Your answer should be the lines below from the one with "Target: wet dark fur seal" to the one with "[locate] seal chest", both included, given again exactly and with nothing added.

____________________

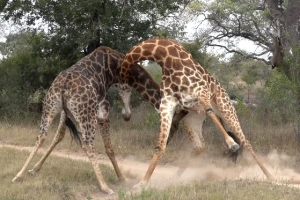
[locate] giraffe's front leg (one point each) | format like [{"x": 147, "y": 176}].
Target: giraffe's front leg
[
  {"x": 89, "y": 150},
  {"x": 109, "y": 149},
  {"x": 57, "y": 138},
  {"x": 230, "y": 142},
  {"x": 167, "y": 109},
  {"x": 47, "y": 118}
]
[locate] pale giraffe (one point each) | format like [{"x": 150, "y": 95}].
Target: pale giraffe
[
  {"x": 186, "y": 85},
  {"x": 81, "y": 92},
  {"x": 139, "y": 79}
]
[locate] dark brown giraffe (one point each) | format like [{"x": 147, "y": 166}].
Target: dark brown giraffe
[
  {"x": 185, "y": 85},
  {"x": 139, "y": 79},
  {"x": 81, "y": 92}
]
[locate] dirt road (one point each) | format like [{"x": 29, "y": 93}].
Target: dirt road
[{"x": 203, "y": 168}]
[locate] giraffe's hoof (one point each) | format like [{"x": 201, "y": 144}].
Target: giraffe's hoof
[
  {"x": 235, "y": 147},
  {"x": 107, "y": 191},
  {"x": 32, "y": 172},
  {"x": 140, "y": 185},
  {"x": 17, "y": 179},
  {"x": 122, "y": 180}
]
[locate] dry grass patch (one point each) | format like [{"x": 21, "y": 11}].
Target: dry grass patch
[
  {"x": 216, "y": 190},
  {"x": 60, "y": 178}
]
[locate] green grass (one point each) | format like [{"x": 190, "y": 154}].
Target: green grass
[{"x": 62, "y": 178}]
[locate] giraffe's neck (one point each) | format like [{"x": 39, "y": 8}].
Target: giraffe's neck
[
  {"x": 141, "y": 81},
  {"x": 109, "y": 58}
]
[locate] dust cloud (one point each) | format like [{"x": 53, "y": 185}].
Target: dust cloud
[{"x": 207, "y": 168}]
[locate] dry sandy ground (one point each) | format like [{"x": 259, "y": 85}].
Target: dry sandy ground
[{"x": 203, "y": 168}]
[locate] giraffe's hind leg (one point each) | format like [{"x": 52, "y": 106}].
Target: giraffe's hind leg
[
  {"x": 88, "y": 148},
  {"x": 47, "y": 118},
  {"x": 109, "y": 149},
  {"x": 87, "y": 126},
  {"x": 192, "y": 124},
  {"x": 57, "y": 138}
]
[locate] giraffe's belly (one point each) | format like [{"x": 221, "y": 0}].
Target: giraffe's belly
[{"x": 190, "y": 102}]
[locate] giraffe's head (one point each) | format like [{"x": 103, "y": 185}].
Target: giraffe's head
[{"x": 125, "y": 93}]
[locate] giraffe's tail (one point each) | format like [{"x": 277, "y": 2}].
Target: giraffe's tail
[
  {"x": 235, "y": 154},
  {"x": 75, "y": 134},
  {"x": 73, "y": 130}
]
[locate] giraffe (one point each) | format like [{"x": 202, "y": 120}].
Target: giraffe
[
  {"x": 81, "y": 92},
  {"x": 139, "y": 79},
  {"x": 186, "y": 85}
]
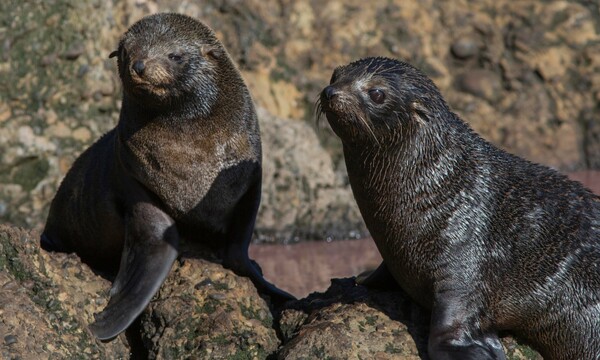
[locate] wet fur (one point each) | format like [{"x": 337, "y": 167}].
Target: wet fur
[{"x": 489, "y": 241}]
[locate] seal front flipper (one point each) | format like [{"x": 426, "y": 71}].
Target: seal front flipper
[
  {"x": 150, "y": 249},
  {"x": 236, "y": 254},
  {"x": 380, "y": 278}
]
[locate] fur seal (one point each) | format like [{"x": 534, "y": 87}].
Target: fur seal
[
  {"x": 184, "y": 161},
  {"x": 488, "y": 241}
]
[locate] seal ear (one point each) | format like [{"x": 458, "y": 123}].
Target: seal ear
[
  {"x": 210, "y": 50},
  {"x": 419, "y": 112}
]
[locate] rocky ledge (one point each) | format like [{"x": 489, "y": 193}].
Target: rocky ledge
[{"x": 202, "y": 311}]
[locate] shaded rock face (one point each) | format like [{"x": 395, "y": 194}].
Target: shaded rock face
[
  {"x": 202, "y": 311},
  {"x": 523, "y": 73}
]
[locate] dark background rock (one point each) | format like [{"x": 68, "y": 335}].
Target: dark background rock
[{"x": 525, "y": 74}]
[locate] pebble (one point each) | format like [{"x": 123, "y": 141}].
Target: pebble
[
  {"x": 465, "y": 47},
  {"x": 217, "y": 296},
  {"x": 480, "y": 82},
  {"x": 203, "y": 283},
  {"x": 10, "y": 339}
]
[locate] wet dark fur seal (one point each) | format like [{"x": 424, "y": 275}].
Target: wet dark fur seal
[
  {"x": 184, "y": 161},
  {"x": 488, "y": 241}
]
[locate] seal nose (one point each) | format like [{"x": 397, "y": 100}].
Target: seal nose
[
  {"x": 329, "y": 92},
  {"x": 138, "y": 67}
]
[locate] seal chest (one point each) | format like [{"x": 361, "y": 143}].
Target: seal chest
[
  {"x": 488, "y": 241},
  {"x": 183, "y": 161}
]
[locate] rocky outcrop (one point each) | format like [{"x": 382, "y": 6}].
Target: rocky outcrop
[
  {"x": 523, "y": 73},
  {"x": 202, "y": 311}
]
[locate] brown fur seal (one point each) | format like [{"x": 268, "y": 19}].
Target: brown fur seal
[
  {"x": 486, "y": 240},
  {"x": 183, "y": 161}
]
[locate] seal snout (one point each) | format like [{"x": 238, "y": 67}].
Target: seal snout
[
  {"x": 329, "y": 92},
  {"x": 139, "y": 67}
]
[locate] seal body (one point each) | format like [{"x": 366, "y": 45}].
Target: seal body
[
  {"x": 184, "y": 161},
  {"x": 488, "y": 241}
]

____________________

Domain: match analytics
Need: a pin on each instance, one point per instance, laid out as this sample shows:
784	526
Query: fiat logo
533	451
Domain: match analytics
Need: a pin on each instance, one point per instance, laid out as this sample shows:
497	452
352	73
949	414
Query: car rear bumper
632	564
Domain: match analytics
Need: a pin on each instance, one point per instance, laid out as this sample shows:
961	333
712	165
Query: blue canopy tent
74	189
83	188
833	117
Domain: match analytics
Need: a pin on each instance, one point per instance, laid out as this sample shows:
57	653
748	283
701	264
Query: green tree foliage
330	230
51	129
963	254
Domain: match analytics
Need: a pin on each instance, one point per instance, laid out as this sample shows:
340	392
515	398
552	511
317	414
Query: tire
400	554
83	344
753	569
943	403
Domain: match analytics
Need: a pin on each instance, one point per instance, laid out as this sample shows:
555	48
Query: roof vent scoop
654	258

____________________

• **RESPONSE**:
Target: wet dark fur seal
[
  {"x": 184, "y": 161},
  {"x": 488, "y": 241}
]
[locate] seal nose (one point each) | format like [{"x": 397, "y": 100}].
Target: seal nose
[
  {"x": 329, "y": 92},
  {"x": 138, "y": 67}
]
[locate] seal chest (one point each) | format like [{"x": 361, "y": 143}].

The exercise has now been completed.